(Beginning of SUPPLIED INFORMATION)

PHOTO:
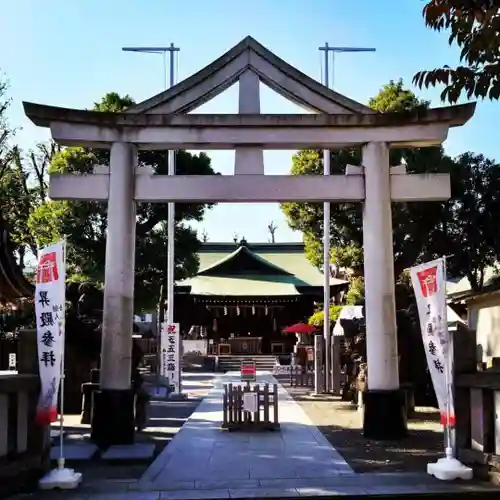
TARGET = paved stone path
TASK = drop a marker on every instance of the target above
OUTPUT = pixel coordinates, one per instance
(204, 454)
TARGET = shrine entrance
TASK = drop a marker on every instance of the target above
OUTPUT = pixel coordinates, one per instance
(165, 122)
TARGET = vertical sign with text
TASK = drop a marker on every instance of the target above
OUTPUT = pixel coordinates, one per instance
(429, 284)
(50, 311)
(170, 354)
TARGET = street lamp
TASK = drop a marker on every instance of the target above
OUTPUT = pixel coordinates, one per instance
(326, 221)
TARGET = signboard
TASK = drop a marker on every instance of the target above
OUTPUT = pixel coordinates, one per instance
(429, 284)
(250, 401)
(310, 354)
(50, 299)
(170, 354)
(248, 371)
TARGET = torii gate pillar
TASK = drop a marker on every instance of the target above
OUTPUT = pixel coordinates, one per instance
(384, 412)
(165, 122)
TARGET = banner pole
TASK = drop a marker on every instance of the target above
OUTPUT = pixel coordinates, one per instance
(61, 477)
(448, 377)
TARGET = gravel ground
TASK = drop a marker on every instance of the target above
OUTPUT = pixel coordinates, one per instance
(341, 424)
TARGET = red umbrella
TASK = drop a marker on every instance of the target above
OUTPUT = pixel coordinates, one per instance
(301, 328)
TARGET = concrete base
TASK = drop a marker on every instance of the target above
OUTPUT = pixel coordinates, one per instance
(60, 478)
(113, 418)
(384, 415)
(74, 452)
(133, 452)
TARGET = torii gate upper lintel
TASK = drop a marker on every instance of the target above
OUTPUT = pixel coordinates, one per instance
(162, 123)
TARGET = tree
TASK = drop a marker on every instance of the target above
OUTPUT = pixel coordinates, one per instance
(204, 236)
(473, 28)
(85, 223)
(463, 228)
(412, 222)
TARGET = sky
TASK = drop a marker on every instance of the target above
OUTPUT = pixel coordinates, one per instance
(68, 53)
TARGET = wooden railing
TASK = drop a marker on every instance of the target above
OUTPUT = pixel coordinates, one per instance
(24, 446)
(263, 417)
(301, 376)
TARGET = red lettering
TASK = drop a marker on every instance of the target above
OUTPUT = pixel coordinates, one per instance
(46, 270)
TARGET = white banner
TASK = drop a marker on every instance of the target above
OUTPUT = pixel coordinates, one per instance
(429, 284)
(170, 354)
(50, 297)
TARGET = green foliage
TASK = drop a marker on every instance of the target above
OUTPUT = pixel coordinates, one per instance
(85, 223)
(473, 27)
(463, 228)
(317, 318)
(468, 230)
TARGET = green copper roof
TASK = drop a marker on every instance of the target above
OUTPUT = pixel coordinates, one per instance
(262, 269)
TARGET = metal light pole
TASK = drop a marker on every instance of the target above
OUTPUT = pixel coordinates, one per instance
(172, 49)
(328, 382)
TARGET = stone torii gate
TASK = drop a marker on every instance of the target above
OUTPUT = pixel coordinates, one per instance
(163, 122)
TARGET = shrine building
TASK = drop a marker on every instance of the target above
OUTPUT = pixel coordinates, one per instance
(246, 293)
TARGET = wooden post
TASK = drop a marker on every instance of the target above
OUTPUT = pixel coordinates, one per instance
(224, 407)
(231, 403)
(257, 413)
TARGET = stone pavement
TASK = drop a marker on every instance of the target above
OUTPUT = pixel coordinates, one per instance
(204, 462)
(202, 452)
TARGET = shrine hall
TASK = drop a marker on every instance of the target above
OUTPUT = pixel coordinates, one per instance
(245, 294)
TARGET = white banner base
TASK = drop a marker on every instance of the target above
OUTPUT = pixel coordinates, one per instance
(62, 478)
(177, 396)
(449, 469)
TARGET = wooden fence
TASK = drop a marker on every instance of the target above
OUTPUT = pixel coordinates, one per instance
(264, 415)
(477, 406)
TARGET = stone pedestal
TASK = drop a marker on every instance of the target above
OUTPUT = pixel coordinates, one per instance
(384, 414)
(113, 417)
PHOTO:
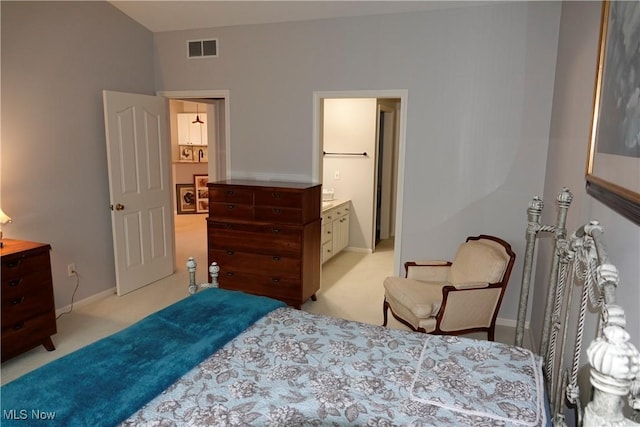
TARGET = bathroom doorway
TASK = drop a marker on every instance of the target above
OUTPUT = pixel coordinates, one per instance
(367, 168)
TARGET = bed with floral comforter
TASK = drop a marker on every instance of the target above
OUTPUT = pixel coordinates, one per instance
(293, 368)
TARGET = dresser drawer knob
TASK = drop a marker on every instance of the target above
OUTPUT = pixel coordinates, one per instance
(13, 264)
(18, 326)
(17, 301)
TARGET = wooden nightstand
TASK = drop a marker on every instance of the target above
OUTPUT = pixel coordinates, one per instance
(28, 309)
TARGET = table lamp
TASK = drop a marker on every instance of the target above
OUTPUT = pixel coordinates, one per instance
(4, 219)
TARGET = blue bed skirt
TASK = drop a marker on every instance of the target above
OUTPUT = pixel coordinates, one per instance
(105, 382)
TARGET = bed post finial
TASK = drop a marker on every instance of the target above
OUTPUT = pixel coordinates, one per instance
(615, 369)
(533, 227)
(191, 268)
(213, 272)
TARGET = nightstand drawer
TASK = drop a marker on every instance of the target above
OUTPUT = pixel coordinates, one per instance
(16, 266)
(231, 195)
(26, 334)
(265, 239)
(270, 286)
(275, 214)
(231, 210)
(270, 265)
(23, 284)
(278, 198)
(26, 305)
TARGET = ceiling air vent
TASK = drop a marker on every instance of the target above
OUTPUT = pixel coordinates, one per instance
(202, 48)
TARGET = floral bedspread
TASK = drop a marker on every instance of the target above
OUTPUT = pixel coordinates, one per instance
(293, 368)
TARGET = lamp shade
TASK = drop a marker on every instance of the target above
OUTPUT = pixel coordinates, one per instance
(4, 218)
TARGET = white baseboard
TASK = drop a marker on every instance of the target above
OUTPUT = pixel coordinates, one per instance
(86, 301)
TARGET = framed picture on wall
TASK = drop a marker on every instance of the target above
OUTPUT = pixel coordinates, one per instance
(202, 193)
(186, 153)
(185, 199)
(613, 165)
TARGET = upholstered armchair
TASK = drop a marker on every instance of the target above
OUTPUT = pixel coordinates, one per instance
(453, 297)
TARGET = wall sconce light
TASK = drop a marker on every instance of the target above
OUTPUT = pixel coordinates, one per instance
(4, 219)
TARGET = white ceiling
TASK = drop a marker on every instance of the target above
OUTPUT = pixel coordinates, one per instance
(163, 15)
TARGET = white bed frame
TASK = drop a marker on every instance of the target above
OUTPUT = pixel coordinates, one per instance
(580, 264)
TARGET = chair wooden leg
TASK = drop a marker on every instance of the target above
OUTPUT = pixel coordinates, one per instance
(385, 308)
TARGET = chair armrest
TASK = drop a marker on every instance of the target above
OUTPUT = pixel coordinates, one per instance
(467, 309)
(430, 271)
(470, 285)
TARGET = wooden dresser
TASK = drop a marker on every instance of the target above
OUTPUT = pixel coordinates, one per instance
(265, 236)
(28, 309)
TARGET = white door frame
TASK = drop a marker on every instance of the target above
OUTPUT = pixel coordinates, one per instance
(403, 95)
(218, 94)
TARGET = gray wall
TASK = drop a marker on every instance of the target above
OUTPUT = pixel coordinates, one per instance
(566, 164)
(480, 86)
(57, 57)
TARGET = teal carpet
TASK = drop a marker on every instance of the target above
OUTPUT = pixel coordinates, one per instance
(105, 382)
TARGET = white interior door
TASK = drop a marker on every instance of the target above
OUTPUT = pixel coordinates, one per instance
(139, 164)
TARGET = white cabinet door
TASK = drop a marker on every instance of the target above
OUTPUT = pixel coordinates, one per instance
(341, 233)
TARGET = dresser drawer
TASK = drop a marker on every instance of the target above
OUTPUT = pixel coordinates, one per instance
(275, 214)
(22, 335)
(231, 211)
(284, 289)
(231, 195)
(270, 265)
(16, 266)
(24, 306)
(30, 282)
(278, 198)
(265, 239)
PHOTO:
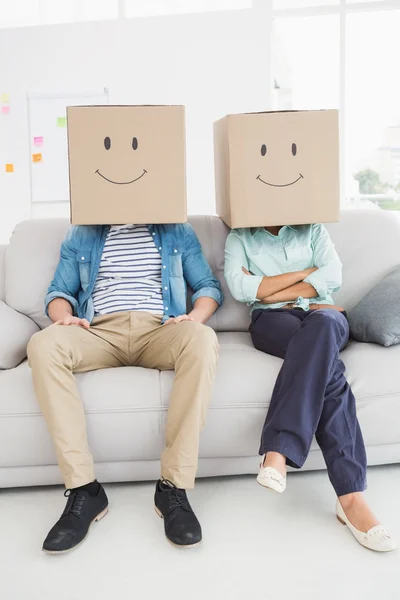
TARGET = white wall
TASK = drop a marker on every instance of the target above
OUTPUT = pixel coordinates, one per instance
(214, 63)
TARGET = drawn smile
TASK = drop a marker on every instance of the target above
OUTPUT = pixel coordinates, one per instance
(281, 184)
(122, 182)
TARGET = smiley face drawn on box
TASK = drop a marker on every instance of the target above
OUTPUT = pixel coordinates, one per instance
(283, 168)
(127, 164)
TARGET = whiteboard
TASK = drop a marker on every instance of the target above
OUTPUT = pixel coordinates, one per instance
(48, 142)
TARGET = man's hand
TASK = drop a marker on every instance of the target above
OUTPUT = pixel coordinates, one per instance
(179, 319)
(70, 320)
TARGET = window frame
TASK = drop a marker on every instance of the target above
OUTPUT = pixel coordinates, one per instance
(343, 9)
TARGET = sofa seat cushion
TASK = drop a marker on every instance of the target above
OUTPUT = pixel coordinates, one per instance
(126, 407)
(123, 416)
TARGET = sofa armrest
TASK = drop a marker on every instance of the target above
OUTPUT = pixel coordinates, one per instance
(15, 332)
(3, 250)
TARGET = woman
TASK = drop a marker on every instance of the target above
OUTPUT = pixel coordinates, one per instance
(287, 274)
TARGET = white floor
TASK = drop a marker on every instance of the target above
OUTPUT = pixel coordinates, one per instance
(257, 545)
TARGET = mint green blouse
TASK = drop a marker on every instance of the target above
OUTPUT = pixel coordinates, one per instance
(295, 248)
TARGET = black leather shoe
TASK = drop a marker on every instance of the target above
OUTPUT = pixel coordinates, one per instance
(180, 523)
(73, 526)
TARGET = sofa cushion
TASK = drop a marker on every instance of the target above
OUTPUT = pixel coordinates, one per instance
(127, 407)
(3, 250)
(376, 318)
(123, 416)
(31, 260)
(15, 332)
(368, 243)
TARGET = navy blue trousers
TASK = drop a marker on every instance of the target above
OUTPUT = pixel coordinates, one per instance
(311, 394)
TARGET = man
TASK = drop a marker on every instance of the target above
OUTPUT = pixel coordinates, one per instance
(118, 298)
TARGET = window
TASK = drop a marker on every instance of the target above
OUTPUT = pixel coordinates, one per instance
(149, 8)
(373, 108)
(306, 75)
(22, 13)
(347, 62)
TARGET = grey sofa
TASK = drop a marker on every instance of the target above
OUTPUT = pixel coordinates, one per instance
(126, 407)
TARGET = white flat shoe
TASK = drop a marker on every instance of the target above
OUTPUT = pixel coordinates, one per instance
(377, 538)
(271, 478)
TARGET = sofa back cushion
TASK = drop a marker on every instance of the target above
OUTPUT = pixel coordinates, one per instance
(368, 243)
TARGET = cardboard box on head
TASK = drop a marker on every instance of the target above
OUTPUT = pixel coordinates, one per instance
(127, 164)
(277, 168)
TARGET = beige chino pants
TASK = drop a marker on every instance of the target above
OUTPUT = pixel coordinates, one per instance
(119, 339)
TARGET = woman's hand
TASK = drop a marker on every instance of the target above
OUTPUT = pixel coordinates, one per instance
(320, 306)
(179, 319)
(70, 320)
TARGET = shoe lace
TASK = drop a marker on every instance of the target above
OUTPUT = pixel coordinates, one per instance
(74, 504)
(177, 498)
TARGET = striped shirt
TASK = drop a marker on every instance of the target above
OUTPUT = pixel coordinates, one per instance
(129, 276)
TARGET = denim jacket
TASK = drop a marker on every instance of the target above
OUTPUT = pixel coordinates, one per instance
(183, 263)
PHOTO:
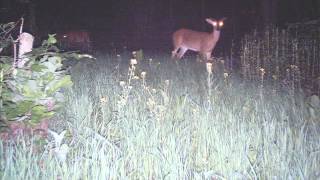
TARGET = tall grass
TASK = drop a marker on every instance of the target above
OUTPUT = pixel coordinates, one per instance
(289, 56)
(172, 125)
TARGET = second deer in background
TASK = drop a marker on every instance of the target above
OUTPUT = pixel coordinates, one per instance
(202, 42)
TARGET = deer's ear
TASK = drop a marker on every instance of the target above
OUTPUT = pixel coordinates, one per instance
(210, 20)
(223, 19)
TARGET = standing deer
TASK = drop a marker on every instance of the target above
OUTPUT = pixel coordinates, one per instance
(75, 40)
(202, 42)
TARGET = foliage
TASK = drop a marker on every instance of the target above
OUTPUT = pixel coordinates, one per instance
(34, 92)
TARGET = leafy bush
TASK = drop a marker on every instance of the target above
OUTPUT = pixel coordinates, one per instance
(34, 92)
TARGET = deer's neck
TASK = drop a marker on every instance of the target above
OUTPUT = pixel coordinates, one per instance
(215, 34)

(End of SUPPLIED INFORMATION)

▶ [REQUIRED WORK]: The string "lamp" may occur in the listing; show every line where it does.

▶ [SOLUTION TO THE EXERCISE]:
TARGET = street lamp
TARGET = table lamp
TARGET = lamp shade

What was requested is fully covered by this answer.